**Task directions:** Write down each entry again, exactly as it reads.

Point-based annotation data:
** start **

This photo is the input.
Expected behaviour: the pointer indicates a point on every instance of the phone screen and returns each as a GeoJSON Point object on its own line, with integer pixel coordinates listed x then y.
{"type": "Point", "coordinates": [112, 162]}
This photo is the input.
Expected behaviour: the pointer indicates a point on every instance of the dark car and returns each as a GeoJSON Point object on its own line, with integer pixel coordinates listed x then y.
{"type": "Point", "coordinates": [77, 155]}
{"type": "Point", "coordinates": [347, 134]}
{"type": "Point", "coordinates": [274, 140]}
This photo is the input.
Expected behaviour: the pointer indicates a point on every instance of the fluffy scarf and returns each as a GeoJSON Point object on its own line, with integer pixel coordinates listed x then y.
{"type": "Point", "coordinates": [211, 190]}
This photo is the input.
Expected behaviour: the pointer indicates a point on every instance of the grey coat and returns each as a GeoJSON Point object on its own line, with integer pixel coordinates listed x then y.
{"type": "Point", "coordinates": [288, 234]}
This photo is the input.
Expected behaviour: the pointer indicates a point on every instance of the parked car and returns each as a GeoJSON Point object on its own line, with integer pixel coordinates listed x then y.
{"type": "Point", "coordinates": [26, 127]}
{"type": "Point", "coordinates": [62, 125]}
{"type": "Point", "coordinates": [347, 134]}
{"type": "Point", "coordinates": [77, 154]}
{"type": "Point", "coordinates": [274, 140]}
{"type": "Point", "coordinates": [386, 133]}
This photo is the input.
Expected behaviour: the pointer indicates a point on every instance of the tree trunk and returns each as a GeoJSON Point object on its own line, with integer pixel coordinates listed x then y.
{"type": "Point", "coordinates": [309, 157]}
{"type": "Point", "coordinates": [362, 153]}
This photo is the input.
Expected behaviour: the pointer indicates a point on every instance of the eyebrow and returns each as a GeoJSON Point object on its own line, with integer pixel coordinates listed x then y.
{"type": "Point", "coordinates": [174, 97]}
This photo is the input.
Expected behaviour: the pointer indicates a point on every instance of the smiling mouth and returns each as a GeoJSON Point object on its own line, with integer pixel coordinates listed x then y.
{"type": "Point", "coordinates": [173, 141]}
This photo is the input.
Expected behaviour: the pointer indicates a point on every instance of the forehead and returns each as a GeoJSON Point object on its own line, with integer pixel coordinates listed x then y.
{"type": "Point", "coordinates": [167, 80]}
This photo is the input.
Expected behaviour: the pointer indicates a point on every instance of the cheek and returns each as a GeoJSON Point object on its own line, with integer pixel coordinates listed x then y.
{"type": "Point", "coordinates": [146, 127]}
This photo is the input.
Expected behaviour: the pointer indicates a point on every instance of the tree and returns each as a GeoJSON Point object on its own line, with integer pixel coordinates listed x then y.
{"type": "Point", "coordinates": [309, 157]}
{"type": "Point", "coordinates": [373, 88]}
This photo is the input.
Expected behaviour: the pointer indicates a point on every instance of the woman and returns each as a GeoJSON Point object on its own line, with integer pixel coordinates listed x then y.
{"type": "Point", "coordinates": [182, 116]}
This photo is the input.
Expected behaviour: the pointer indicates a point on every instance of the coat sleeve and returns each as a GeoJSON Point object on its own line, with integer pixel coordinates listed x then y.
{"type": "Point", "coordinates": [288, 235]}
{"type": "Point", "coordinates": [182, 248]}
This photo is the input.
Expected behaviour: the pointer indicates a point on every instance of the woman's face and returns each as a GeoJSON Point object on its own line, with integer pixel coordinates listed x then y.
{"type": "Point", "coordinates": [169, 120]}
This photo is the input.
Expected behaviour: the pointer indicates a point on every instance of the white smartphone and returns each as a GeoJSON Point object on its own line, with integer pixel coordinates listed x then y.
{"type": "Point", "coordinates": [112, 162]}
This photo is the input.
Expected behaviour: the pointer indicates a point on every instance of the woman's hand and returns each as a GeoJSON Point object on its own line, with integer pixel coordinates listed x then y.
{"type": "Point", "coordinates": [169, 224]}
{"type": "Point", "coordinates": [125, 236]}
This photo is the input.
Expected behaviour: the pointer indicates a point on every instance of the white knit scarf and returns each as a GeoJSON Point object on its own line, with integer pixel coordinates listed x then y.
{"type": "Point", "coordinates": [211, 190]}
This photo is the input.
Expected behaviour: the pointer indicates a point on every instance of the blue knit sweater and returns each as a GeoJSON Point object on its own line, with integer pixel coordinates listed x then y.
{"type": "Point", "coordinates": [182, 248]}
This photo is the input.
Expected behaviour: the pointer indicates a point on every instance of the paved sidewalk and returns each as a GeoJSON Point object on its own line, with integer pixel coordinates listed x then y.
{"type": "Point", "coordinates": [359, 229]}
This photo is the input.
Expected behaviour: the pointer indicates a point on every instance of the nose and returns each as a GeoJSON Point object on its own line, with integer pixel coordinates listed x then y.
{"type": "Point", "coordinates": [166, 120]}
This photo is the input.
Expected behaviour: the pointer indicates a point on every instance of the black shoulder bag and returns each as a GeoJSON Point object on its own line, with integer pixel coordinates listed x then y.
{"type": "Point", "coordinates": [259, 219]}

** end **

**Output for this task:**
This photo is the input.
Expected behaviour: the pointer indicates a point on every instance of the phone screen and returns each as a GeoJSON Point object on its own line, with integer pixel coordinates listed x then y.
{"type": "Point", "coordinates": [112, 162]}
This photo is the input.
Expected behaviour: the pointer indicates a point on every instance of the dark car and returns each as a GeoJSON Point object on its own line, with integer pixel coordinates listed x then y.
{"type": "Point", "coordinates": [77, 155]}
{"type": "Point", "coordinates": [347, 134]}
{"type": "Point", "coordinates": [274, 140]}
This photo is the input.
Expected behaviour: the pointer indicates a point on every instance of the fluffy scarf and returns each as a GeoJSON Point object on its own line, with integer pixel coordinates listed x then y.
{"type": "Point", "coordinates": [211, 190]}
This photo is the input.
Expected behaviour: the pointer indicates a point on every instance of the grey coat and returns each as a GeoJSON Point object on its own line, with integer pixel coordinates listed x then y.
{"type": "Point", "coordinates": [288, 234]}
This photo is the input.
Expected behaviour: the pointer indicates a point on every instance of the parked car and returns each as a GeoJSON Point object on its own line, with integer pixel coordinates listed x then y.
{"type": "Point", "coordinates": [26, 127]}
{"type": "Point", "coordinates": [62, 125]}
{"type": "Point", "coordinates": [347, 134]}
{"type": "Point", "coordinates": [77, 154]}
{"type": "Point", "coordinates": [274, 140]}
{"type": "Point", "coordinates": [386, 133]}
This photo is the input.
Expected behaviour: the pointer indicates a point on every instance of the tree trunk and returns each as a GeoJSON Point object on its own line, with integer pixel coordinates listed x then y.
{"type": "Point", "coordinates": [309, 157]}
{"type": "Point", "coordinates": [362, 153]}
This photo is the input.
Expected behaviour: the pointer indicates a point on every instance of the eyebrow and returns each as a GeoJSON Point object on its own line, with integer pixel coordinates listed x then y.
{"type": "Point", "coordinates": [174, 97]}
This photo is the input.
Expected behaviour: the pointer indicates a point on every instance of the smiling mouth and returns each as a GeoJSON Point object on its own line, with integer pixel coordinates listed x then y.
{"type": "Point", "coordinates": [173, 141]}
This photo is the input.
Expected behaviour: the pointer indicates a point on every instance of the forehead and returns each as a GeoJSON Point object on its own line, with integer pixel coordinates listed x then y.
{"type": "Point", "coordinates": [167, 80]}
This photo is the input.
Expected behaviour: the pointer indicates a point on every instance of the cheek and returns each as a GeoJSON Point object on its own line, with integer pixel coordinates listed x then y.
{"type": "Point", "coordinates": [146, 127]}
This photo is the input.
Expected behaviour: the pointer indicates a point on every instance of the tree and returns each as a GeoJSON Point object on its own line, with integer pixel coordinates listed x then y.
{"type": "Point", "coordinates": [309, 157]}
{"type": "Point", "coordinates": [373, 88]}
This photo is the input.
Expected behaviour: the pointer indicates a point on every instance of the woman and returns each as a GeoJSON Point object on its own line, with integer pixel coordinates listed x then y.
{"type": "Point", "coordinates": [182, 116]}
This photo is the input.
Expected behaviour: the pointer indicates a point on every instance of the coat sleeve and returns each as a GeoJSON Point object on its own line, with integer pixel coordinates listed x then y.
{"type": "Point", "coordinates": [288, 235]}
{"type": "Point", "coordinates": [182, 248]}
This photo is the input.
Expected behaviour: the pointer indicates a point on every instance of the woman's face and returns each as a GeoJSON Point object on its own line, with integer pixel coordinates listed x then y.
{"type": "Point", "coordinates": [169, 120]}
This photo is the input.
Expected behaviour: the pointer indicates a point on every instance of the white smartphone and returns each as a GeoJSON Point object on its own line, with integer pixel coordinates listed x then y.
{"type": "Point", "coordinates": [112, 162]}
This photo is the input.
Expected behaviour: the pointer indicates a point on every instance of the woman's hand and returns each as a GeoJSON Point object on its own line, with integer pixel coordinates listed x then y.
{"type": "Point", "coordinates": [169, 224]}
{"type": "Point", "coordinates": [125, 236]}
This photo is the input.
Expected behaviour: the pointer indicates a point on every instance of the white knit scarf and returns each as a GeoJSON Point object on its own line, with integer pixel coordinates listed x then y.
{"type": "Point", "coordinates": [211, 190]}
This photo is the input.
Expected behaviour: the pointer indicates a point on every instance of the blue knit sweater and returns each as a GeoJSON Point object on its own line, with integer pixel coordinates listed x then y.
{"type": "Point", "coordinates": [182, 248]}
This photo is the input.
Expected behaviour: the pointer indicates a point on every instance of the paved sidewalk and returns each as a GeoJSON Point object on its own line, with integer pixel coordinates listed x then y.
{"type": "Point", "coordinates": [359, 229]}
This photo is the input.
Expected behaviour: the pointer indicates a point on every instance of the nose and returns each as a GeoJSON Point object on its own line, with integer pixel coordinates listed x then y.
{"type": "Point", "coordinates": [166, 120]}
This photo is the input.
Expected behaviour: the pointer indicates a point on every instance of the black shoulder bag and returns each as a GeoJSON Point object on its own line, with integer pixel coordinates listed x then y.
{"type": "Point", "coordinates": [259, 219]}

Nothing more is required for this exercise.